#### DATA TO PROCESS

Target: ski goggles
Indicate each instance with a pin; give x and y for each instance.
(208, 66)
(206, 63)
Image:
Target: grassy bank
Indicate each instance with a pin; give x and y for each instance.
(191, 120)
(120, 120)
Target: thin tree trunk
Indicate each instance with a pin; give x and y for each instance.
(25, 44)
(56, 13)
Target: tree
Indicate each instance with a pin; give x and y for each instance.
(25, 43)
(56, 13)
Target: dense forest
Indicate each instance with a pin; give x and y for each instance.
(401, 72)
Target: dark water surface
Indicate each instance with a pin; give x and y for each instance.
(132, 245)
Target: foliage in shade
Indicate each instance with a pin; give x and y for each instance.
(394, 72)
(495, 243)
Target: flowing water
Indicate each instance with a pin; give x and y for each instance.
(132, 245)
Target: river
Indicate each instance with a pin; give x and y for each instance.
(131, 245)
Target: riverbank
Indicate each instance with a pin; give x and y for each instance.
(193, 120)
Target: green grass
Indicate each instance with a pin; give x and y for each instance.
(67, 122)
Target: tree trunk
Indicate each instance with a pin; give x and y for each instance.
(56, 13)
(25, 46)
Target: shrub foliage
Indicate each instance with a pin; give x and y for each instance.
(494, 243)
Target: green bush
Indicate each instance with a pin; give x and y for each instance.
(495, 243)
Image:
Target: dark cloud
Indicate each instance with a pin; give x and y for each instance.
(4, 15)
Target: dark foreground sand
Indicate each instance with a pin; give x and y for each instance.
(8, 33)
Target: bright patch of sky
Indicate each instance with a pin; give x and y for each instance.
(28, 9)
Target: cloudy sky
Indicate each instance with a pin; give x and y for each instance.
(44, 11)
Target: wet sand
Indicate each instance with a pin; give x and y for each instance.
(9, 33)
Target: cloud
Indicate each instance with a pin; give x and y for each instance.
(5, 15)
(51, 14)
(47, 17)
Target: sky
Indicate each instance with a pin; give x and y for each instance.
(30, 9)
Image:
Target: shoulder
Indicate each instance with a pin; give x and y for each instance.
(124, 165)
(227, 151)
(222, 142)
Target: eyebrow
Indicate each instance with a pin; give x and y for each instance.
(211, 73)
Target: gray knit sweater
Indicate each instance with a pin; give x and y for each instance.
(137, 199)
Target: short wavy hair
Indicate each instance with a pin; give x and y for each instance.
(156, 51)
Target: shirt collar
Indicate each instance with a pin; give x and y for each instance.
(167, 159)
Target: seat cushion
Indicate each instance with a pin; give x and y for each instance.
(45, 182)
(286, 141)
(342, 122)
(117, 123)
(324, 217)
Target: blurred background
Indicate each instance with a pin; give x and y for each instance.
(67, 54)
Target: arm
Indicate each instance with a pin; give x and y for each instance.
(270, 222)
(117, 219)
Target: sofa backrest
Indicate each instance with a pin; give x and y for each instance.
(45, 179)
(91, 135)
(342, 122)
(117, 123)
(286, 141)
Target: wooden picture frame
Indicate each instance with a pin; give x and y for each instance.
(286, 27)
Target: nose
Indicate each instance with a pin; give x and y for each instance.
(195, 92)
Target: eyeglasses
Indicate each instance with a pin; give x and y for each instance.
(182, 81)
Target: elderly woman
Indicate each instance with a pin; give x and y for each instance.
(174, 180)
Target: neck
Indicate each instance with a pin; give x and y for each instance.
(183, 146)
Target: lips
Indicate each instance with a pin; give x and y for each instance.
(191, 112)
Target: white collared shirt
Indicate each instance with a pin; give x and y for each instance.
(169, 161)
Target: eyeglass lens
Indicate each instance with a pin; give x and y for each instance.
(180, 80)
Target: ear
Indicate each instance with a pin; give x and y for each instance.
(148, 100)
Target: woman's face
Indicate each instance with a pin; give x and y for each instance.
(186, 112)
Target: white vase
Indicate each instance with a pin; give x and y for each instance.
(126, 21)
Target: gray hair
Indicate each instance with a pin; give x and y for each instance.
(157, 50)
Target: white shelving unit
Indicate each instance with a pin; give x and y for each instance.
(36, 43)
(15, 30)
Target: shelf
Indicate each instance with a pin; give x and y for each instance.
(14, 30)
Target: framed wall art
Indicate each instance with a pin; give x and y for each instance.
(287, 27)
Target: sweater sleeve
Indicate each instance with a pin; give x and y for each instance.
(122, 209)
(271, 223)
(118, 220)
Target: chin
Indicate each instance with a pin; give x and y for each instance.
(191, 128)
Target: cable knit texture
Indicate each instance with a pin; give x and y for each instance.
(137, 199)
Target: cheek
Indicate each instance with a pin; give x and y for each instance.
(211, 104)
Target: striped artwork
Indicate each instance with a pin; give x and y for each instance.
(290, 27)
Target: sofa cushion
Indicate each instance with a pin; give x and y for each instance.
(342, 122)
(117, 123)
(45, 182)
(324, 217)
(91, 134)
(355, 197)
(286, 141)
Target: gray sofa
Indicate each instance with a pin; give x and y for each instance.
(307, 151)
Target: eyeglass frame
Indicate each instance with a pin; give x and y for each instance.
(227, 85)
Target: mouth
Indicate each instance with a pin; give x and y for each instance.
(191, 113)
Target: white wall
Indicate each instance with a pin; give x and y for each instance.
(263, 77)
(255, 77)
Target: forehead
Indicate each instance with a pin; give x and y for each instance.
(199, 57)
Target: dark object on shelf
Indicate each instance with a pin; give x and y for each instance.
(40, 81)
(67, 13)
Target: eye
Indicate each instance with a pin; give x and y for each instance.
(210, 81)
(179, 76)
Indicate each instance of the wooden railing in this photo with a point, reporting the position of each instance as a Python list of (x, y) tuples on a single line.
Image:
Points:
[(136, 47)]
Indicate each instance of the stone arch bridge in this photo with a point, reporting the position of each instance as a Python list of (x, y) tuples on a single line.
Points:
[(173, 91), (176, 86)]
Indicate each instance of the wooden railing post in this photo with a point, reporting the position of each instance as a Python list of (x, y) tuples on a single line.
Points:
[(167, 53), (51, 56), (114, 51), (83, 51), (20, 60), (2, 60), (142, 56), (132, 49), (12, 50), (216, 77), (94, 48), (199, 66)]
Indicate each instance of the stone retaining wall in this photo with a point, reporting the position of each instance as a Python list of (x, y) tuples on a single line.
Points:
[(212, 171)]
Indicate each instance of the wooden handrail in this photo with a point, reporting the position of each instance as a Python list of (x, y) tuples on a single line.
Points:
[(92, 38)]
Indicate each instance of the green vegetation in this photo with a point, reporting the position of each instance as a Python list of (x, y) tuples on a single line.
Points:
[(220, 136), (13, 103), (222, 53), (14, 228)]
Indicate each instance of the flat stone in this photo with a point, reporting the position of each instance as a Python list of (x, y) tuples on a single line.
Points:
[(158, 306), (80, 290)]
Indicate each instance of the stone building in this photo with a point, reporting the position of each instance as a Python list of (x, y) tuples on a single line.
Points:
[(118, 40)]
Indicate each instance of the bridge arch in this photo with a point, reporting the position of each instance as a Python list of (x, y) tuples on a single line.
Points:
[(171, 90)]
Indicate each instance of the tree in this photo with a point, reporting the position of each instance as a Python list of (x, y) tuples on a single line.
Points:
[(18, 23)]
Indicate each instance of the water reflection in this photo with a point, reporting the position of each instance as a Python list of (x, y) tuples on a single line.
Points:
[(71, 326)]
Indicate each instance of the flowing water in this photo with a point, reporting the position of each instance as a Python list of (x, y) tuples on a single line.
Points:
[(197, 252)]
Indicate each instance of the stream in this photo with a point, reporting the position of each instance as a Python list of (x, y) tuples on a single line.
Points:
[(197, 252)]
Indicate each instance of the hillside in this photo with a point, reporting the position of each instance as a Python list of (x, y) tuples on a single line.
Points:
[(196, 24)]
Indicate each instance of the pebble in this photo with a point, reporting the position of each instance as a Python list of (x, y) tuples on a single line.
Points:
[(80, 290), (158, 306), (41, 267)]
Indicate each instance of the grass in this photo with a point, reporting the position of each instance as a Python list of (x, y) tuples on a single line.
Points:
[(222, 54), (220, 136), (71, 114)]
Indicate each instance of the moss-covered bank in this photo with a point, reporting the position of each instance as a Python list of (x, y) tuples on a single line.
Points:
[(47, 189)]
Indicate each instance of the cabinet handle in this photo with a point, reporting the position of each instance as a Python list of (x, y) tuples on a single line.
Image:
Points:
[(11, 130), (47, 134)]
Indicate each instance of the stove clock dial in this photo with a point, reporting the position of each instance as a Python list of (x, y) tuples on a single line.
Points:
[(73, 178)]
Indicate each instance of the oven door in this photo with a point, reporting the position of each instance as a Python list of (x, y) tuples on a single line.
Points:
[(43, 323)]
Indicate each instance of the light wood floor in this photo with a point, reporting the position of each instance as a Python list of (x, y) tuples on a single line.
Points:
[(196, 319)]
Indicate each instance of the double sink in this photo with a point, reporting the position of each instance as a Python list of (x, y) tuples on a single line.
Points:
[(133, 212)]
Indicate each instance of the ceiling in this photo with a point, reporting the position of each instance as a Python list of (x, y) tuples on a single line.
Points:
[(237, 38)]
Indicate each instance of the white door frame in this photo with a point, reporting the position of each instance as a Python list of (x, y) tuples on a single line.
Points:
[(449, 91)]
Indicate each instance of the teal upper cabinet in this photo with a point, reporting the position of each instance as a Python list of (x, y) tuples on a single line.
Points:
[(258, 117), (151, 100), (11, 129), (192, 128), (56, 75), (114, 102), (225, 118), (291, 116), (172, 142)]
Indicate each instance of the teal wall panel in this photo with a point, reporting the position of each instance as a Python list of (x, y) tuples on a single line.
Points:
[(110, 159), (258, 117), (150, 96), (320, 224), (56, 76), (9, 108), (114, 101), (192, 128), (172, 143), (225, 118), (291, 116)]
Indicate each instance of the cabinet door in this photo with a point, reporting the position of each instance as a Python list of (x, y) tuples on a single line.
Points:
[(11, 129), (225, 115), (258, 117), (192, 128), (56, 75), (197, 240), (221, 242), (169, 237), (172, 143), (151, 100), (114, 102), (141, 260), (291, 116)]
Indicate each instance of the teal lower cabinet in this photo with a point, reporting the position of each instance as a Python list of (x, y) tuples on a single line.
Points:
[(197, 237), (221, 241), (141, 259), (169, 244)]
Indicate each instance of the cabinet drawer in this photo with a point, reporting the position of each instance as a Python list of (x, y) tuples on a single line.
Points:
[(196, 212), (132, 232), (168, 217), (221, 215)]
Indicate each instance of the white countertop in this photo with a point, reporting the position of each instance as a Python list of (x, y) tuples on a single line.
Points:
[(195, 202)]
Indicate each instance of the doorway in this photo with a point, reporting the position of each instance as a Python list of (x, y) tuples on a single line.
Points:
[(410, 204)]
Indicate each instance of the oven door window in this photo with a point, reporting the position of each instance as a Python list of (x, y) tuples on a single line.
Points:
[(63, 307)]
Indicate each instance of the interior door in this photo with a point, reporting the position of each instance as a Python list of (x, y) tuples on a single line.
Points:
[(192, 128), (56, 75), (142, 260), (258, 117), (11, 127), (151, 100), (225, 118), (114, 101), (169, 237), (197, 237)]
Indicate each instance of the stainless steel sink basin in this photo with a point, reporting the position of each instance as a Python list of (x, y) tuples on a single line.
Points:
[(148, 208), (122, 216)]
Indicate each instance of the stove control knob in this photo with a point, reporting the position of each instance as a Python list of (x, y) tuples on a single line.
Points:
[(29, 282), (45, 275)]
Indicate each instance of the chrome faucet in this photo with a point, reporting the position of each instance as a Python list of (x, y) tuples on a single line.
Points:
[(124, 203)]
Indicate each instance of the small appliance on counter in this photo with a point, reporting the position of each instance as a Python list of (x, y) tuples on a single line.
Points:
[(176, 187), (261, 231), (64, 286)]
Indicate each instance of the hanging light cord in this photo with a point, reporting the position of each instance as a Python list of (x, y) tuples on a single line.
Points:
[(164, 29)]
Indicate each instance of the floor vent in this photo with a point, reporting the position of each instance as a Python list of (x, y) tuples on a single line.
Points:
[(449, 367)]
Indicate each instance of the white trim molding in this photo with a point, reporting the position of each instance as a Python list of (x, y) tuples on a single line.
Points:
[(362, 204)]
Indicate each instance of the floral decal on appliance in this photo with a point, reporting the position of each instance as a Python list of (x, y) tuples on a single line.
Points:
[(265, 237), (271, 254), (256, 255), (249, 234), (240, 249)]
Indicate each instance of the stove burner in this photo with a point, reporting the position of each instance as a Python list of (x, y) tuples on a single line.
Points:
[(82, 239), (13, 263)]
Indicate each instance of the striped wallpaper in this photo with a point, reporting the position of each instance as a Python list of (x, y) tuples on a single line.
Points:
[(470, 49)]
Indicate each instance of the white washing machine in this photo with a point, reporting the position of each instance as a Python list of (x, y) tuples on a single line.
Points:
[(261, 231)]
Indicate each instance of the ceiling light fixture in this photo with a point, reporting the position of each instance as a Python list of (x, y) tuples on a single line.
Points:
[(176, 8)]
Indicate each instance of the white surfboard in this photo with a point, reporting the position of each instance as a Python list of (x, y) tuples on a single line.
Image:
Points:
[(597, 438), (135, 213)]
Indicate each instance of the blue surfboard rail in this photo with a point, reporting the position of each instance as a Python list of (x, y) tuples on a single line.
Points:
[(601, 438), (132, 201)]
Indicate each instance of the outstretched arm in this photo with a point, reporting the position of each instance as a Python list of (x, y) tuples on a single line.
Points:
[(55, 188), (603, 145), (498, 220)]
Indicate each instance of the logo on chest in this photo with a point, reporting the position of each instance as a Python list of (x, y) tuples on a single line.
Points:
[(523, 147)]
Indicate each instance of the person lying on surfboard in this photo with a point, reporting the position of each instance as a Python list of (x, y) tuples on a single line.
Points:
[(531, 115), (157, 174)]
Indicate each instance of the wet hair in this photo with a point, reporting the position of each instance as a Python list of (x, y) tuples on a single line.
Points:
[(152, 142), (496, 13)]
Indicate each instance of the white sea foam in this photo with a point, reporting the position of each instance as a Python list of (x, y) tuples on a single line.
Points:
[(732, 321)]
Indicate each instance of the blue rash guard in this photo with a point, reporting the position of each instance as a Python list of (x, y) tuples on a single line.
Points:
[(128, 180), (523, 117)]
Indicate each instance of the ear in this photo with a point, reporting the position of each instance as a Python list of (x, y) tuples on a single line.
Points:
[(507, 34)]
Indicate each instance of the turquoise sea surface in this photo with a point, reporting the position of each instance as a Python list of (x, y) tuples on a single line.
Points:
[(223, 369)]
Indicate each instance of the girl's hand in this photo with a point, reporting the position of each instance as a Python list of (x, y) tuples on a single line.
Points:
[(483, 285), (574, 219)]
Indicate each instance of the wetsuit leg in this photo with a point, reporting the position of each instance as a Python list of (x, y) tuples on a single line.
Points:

########

In the listing above, find each line with the word "shirt" and copy it.

**SOLUTION FOR THIS EXERCISE**.
Target: shirt collar
Target: white collared shirt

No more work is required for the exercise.